**Task statement:**
Reproduce all of the data below word for word, leaving out the pictures.

(Items taken from a dataset)
"""
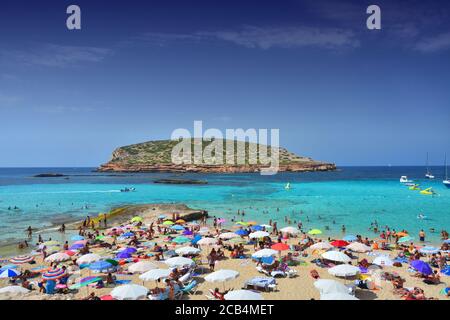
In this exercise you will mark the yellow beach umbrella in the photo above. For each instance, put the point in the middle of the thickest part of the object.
(314, 231)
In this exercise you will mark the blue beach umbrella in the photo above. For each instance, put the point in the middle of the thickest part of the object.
(422, 267)
(241, 232)
(9, 273)
(100, 265)
(350, 238)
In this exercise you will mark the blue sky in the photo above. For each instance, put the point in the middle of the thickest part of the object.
(140, 69)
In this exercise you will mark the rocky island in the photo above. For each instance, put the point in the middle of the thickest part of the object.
(155, 156)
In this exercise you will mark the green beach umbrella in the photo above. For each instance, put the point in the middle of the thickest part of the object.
(181, 239)
(314, 231)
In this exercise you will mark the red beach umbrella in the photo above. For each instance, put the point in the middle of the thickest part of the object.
(339, 243)
(280, 246)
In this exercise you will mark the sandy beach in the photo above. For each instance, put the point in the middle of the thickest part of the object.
(299, 287)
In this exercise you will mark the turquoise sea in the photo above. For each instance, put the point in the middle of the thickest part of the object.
(353, 196)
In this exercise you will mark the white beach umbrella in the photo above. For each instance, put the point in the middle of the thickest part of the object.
(358, 247)
(383, 261)
(228, 235)
(243, 295)
(129, 292)
(155, 274)
(58, 257)
(222, 275)
(142, 266)
(258, 234)
(323, 245)
(326, 286)
(187, 250)
(177, 262)
(89, 258)
(343, 270)
(336, 256)
(263, 253)
(337, 296)
(14, 290)
(207, 242)
(290, 230)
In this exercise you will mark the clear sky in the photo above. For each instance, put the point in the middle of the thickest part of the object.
(140, 69)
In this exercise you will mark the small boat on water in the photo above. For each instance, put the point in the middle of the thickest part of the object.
(404, 180)
(446, 182)
(428, 175)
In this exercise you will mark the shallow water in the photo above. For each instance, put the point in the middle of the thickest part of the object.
(354, 196)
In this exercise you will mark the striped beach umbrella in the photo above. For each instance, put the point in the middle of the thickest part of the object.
(21, 259)
(54, 274)
(9, 273)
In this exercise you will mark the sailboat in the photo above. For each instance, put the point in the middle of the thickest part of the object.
(428, 175)
(446, 182)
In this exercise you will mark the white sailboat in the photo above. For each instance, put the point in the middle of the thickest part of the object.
(446, 182)
(428, 175)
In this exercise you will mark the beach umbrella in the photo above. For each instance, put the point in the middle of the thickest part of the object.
(222, 275)
(429, 250)
(21, 259)
(258, 234)
(358, 247)
(243, 295)
(228, 235)
(142, 266)
(383, 261)
(280, 246)
(58, 257)
(405, 239)
(326, 286)
(176, 262)
(187, 250)
(128, 250)
(136, 219)
(336, 256)
(88, 258)
(100, 266)
(314, 232)
(14, 290)
(83, 282)
(177, 227)
(9, 273)
(54, 274)
(155, 274)
(207, 242)
(343, 270)
(237, 240)
(129, 292)
(123, 255)
(264, 253)
(241, 232)
(181, 239)
(321, 246)
(421, 267)
(290, 230)
(76, 246)
(350, 238)
(339, 243)
(337, 296)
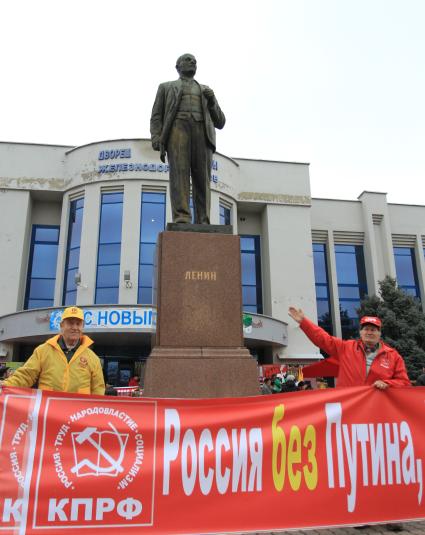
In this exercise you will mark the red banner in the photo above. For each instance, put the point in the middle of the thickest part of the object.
(304, 459)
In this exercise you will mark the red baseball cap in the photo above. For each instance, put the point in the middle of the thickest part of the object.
(371, 320)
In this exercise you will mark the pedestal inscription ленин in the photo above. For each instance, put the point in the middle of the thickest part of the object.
(198, 349)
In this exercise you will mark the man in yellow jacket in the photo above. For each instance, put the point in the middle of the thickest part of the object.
(64, 363)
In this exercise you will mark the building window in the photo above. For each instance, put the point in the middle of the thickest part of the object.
(152, 222)
(352, 287)
(324, 315)
(405, 265)
(76, 210)
(225, 215)
(252, 299)
(109, 251)
(42, 267)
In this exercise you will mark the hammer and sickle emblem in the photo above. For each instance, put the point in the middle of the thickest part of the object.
(114, 464)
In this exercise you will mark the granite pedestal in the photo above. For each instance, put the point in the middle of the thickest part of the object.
(198, 348)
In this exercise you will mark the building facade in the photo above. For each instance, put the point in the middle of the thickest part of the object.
(79, 226)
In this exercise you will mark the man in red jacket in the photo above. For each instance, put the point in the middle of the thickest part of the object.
(368, 361)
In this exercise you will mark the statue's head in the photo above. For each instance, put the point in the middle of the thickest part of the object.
(186, 64)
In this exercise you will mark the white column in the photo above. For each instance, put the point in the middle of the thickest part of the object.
(130, 242)
(291, 271)
(89, 245)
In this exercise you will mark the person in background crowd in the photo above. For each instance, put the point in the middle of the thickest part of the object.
(134, 381)
(64, 363)
(276, 385)
(304, 385)
(266, 387)
(110, 391)
(289, 384)
(368, 361)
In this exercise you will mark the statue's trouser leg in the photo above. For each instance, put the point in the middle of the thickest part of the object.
(179, 154)
(201, 173)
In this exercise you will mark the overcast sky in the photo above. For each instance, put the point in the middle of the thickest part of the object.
(336, 83)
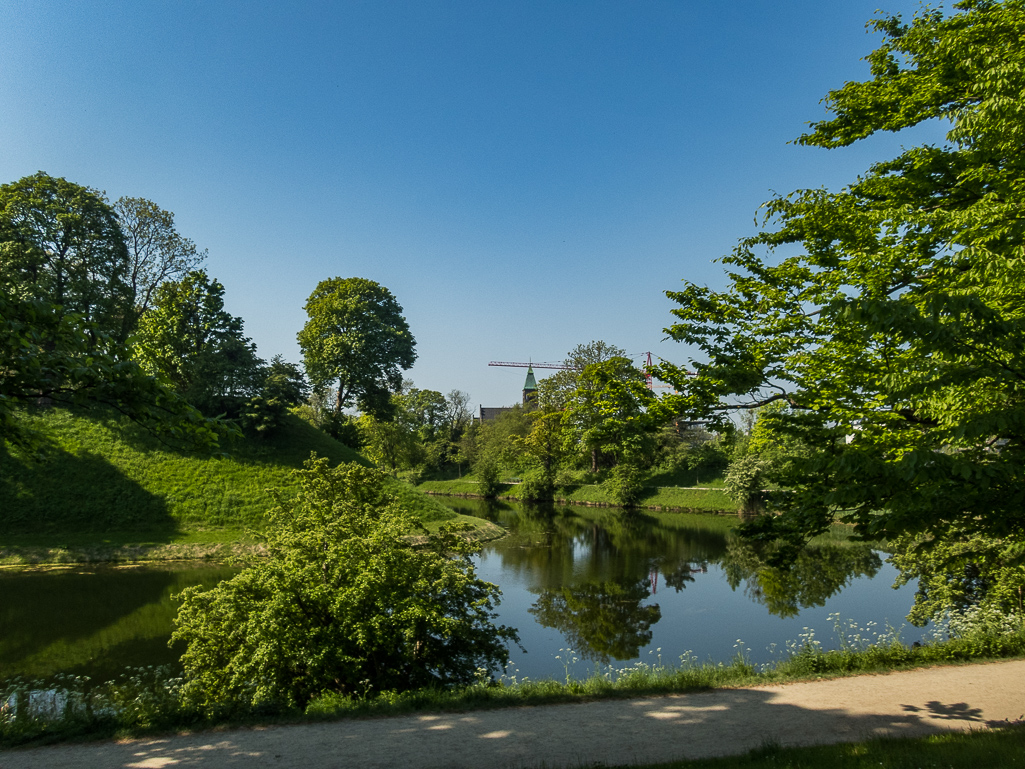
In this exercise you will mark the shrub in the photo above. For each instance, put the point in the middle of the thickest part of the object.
"""
**The answer:**
In this exercise you will mark the yellow beach umbrella in the photo above. For each instance, put the point in the middle of the thickest part of the object.
(314, 231)
In this exercise you will mark the blue beach umbrella in the photo above. For each instance, put the point in the middle of the thickest part of the object.
(422, 267)
(241, 232)
(9, 273)
(100, 265)
(350, 238)
In this exercise you will mark the blue sky in the photo above. For each instance, put the point in the middle of the thickest part of the object.
(140, 69)
In this exercise you will mark the rocky island in the photo above. For each instance, put the point in the middle of the thickest part of the object.
(155, 156)
In this exercise you will mark the green beach umbrella in the photo above. For each instance, put the point in the middle of the thickest part of the object.
(181, 239)
(314, 231)
In this exercise you will mark the red beach umbrella in the photo above. For each instance, put the point in the middle of the thickest part of the object.
(339, 243)
(280, 246)
In this exercise you will mark the sandy beach in the photo above. For each instance, put the point in the middle of the thickest part of the object.
(299, 287)
In this exercise you will mark the turquoise sea in the photo above. For each instance, put the point in the middle of the thickest part of the object.
(353, 196)
In this exercise you will mark the white beach umbrella in the photo above. For each instance, put the point in the middle of the thickest part of the object.
(358, 247)
(383, 261)
(228, 235)
(243, 295)
(129, 292)
(155, 274)
(58, 257)
(222, 275)
(142, 266)
(258, 234)
(323, 245)
(326, 286)
(187, 250)
(177, 262)
(89, 258)
(343, 270)
(336, 256)
(263, 253)
(337, 296)
(14, 290)
(207, 242)
(290, 230)
In this exercise you will mark the clear sky in the photo above. For each instance, put the point in the middle of the thickest part of the object.
(140, 69)
In this exercise you will mark the small boat on water in the photo above. For each instance, put the point in the middle of the thickest part of the object.
(404, 180)
(446, 182)
(428, 175)
In this exercise you will mark the shallow water in the photo above. For each instance, put the point in the middle of the thickest part of the object.
(354, 196)
In this exercise you will mark the striped beach umbrella in the photo above. For each instance, put the point in the middle of the thickest part of the object.
(21, 259)
(54, 274)
(9, 273)
In this exercise you will mark the sailboat in the photo above. For each instance, put the point in the middle of the thickest part of the object.
(428, 175)
(446, 182)
In this exercise you will mark the white sailboat in the photo above. For each instance, put the point in the middle of the thickest part of the object.
(446, 182)
(428, 175)
In this exercise you will mark the beach umbrella in the photo above. For each instance, put the point in the middle of the thickest part of the object.
(222, 275)
(429, 250)
(21, 259)
(258, 234)
(358, 247)
(243, 295)
(228, 235)
(142, 266)
(383, 261)
(280, 246)
(58, 257)
(405, 239)
(326, 286)
(176, 262)
(187, 250)
(128, 250)
(136, 219)
(336, 256)
(88, 258)
(100, 266)
(314, 232)
(14, 290)
(83, 282)
(177, 227)
(9, 273)
(54, 274)
(155, 274)
(207, 242)
(343, 270)
(237, 240)
(129, 292)
(123, 255)
(264, 253)
(241, 232)
(181, 239)
(321, 246)
(421, 267)
(290, 230)
(76, 246)
(350, 238)
(339, 243)
(337, 296)
In this exercise you will mark the red banner in the photo above. For each instance, put the point in the middle of the thickest part of the object.
(304, 459)
In this exercise you will mark the red baseball cap in the photo above. For each instance, put the point in the middle of the thickest part of the object.
(371, 320)
In this exercise you will mark the pedestal inscription ленин in the photo above. For each instance, put the point in the middle of the thickest part of the object.
(198, 349)
In this exercise you will mark the man in yellow jacket in the photo above. For each instance, put the point in the middle of the thickest part of the object.
(64, 363)
In this exercise you will mark the building window in the photo above. For each instance, put the point in the middle of the thickest part of the object.
(152, 222)
(352, 287)
(324, 315)
(405, 265)
(76, 210)
(225, 215)
(252, 299)
(109, 251)
(42, 267)
In this exercise you will mark the hammer and sickle emblem in the photo above. For each instance, put the point in the middle of the thickest part of the object.
(114, 464)
In this exercise you will mark the granite pedestal in the photo above. For each instance, put the point in the middle of the thickest part of the object.
(198, 348)
In this exercise you will mark the building facade in the photo above. For each instance, put the point in the middle of the thickest part of the object.
(79, 226)
In this exercise you will mark the man in red jacket in the photo above. For each instance, put the point in the middle of the thickest part of the object.
(368, 361)
In this exercise you will mark the statue's head in the photo above. For each instance, put the point in the middle of the thickest part of the object.
(186, 64)
In this exercise you will mark the white column in the photo above. For each instance, put the point in the middle of the thickest part of the object.
(130, 242)
(291, 271)
(89, 245)
In this exercise you will mark the person in background crowd in the photo above. For each instance, put the point in the middle of the thickest part of the object.
(134, 381)
(64, 363)
(276, 385)
(304, 385)
(266, 387)
(110, 391)
(289, 384)
(368, 361)
In this exercise you will mark the statue's trouser leg in the photo above. For each instance, put the point in the middle of the thickest part of the object.
(179, 154)
(201, 173)
In this exercise you will mark the overcast sky in the photo above. For each instance, put the point in the middle of the thickest part of the object.
(336, 83)
In this exercise you will mark the shrub in the photo above. For each instance, put the point in the middle of the thickest part of the object.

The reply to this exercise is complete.